Required action
From the entries below, tally the lines with "helmet" in them and reply with that figure only.
□ □ □ □ □ □ □
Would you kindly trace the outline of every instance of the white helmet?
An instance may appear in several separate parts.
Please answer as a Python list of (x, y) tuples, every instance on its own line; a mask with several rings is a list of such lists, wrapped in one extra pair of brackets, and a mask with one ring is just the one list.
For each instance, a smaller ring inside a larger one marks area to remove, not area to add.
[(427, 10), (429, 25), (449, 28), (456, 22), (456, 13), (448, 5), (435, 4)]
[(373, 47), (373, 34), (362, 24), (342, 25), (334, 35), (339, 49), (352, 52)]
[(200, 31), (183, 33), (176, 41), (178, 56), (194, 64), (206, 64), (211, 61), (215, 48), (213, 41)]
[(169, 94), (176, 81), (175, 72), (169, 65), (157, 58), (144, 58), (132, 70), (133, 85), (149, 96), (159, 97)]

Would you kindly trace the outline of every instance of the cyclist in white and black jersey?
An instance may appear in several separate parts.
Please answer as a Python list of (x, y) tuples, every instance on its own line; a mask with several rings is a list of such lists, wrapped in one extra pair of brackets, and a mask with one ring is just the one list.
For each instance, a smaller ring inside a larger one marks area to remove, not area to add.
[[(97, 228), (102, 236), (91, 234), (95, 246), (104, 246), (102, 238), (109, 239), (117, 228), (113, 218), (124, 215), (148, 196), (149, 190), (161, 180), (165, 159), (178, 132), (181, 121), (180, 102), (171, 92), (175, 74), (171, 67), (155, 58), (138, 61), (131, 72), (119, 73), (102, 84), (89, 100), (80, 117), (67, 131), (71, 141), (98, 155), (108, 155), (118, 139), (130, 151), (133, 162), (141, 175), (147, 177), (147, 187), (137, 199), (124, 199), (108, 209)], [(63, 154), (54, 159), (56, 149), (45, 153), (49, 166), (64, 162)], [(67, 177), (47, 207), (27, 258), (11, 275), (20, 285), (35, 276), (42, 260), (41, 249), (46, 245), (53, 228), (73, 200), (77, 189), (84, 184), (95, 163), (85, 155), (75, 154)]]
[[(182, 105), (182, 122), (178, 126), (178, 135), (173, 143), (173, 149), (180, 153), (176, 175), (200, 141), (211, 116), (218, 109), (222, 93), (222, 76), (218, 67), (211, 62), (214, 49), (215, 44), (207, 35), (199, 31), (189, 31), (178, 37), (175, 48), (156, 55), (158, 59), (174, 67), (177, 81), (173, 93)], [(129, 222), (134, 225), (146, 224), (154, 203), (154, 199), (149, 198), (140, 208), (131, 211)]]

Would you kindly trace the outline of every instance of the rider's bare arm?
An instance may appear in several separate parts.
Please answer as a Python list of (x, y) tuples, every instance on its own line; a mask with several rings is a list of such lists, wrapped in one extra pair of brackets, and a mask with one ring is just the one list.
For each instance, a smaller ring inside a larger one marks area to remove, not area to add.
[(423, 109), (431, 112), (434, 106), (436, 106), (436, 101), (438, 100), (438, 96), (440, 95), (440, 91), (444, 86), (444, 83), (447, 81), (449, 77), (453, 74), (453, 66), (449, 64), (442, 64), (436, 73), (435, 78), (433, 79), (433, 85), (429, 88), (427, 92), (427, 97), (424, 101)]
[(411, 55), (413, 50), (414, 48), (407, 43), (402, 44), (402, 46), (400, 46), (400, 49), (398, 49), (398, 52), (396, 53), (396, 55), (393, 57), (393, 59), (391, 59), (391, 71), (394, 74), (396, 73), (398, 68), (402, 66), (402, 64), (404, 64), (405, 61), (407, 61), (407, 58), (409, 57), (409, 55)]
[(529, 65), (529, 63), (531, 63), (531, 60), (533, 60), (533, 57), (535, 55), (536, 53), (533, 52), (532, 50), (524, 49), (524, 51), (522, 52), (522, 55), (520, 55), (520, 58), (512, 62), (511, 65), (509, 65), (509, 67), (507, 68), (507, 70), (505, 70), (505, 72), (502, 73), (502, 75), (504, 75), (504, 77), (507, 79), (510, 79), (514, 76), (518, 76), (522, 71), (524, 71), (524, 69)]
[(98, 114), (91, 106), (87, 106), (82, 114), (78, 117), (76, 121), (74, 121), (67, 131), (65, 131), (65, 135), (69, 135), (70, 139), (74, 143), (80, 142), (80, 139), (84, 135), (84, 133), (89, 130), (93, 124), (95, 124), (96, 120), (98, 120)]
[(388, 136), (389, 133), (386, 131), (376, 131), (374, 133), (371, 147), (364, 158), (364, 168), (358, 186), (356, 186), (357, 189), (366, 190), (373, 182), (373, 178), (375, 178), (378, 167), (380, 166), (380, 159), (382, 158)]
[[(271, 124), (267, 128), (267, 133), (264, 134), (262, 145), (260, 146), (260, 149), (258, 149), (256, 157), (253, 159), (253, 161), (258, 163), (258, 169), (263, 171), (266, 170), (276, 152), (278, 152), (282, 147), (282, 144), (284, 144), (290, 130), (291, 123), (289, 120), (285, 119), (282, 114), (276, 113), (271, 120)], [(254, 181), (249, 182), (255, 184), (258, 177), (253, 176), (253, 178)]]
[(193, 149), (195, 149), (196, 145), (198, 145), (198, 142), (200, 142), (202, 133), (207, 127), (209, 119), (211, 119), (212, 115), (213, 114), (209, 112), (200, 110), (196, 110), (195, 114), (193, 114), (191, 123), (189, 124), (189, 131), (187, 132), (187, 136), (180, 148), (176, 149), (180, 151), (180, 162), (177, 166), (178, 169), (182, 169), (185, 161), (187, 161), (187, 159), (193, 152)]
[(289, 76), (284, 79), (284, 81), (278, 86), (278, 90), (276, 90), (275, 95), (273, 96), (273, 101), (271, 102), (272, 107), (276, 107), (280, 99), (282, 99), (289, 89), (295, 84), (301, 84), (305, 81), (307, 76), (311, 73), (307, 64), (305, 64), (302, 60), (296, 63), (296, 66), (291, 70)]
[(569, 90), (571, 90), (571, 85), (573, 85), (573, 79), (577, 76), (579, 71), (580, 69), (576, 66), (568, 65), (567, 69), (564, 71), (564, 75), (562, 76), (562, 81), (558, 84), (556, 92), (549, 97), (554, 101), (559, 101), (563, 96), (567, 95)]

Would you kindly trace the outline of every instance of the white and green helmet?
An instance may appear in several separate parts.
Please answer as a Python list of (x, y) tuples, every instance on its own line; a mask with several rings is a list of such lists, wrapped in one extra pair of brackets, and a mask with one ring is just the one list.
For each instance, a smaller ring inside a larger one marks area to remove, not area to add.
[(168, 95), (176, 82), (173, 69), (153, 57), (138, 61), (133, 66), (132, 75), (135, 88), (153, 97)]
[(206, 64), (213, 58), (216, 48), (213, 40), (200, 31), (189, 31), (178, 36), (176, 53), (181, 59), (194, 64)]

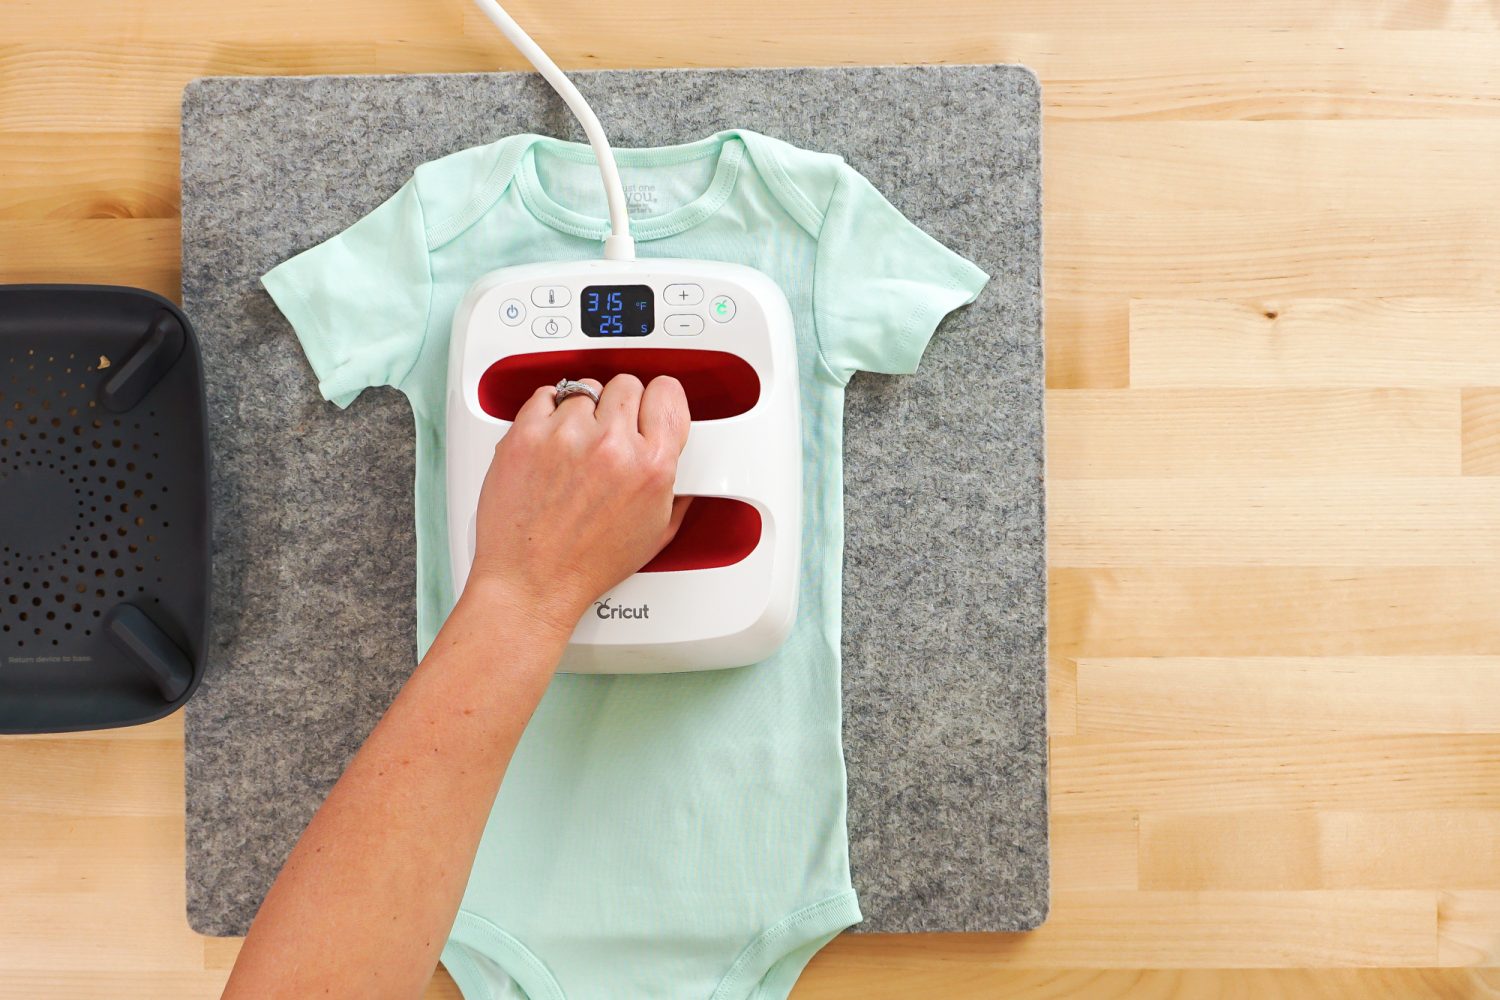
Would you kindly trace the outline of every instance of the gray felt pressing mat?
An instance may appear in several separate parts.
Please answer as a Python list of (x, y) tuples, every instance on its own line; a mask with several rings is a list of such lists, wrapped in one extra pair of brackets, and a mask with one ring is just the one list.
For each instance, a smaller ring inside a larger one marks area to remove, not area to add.
[[(1040, 106), (1015, 66), (580, 73), (620, 146), (740, 126), (838, 153), (992, 275), (847, 399), (844, 739), (862, 930), (1047, 913)], [(582, 139), (529, 74), (200, 80), (182, 293), (214, 456), (214, 640), (187, 708), (188, 911), (243, 934), (415, 657), (412, 417), (318, 396), (259, 276), (420, 163)], [(440, 831), (434, 831), (440, 835)]]

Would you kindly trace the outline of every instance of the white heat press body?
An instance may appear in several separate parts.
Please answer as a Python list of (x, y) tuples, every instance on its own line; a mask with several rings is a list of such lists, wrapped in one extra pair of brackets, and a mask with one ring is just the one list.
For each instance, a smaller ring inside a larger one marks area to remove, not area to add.
[(479, 490), (516, 410), (560, 378), (677, 377), (693, 415), (675, 492), (696, 499), (677, 538), (597, 601), (560, 669), (644, 673), (765, 659), (796, 613), (802, 431), (791, 310), (752, 268), (590, 260), (504, 268), (453, 317), (448, 531), (461, 590)]
[(474, 558), (479, 490), (523, 402), (560, 379), (674, 375), (692, 425), (676, 537), (584, 614), (559, 669), (739, 667), (791, 632), (801, 576), (802, 428), (792, 313), (753, 268), (637, 260), (625, 188), (593, 109), (496, 0), (476, 0), (583, 126), (609, 203), (603, 259), (536, 263), (476, 281), (448, 355), (448, 544), (456, 591)]

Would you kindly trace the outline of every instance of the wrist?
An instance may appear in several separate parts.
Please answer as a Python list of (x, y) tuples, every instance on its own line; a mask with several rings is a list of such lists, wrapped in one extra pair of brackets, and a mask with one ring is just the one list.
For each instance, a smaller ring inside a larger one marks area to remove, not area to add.
[(562, 655), (582, 611), (574, 613), (561, 600), (539, 599), (536, 588), (499, 574), (480, 572), (478, 565), (474, 569), (453, 615), (483, 623), (492, 635), (514, 636), (542, 649), (555, 648), (557, 655)]
[(559, 566), (546, 579), (538, 579), (528, 575), (524, 567), (484, 557), (474, 560), (464, 585), (465, 594), (505, 602), (538, 627), (561, 632), (564, 640), (573, 634), (593, 599), (592, 594), (583, 593), (587, 589), (587, 584), (575, 579), (567, 567)]

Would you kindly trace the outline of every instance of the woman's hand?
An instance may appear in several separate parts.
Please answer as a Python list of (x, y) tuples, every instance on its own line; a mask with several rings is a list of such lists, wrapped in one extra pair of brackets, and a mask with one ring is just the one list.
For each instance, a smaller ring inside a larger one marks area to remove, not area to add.
[[(595, 389), (600, 385), (585, 380)], [(479, 496), (465, 592), (498, 587), (544, 625), (571, 633), (589, 604), (661, 551), (687, 512), (674, 499), (687, 443), (674, 378), (616, 375), (599, 404), (538, 389), (495, 448)]]

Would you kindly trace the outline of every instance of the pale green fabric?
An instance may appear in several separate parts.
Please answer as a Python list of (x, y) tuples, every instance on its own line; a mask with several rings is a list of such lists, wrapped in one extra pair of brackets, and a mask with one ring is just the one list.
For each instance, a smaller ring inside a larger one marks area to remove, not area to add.
[[(799, 613), (785, 647), (752, 667), (558, 676), (506, 775), (443, 961), (468, 1000), (784, 997), (859, 920), (840, 746), (844, 386), (859, 369), (912, 371), (986, 277), (835, 156), (743, 130), (617, 155), (640, 256), (748, 264), (791, 303)], [(495, 268), (597, 256), (604, 215), (588, 147), (512, 136), (424, 164), (264, 278), (325, 396), (347, 406), (393, 385), (411, 400), (423, 651), (454, 600), (443, 492), (454, 309)]]

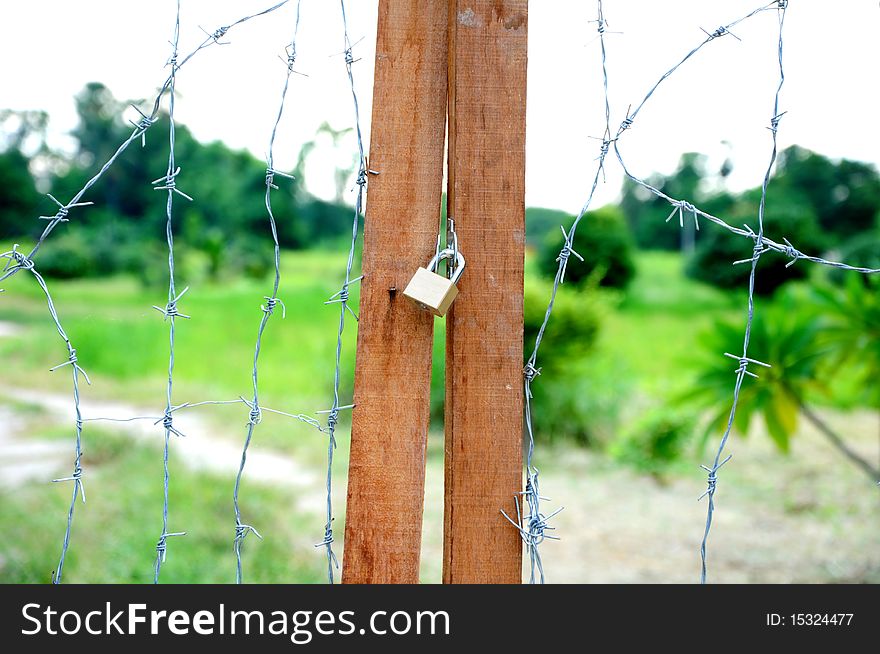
□ □ □ □ □ □ □
Expected answer
2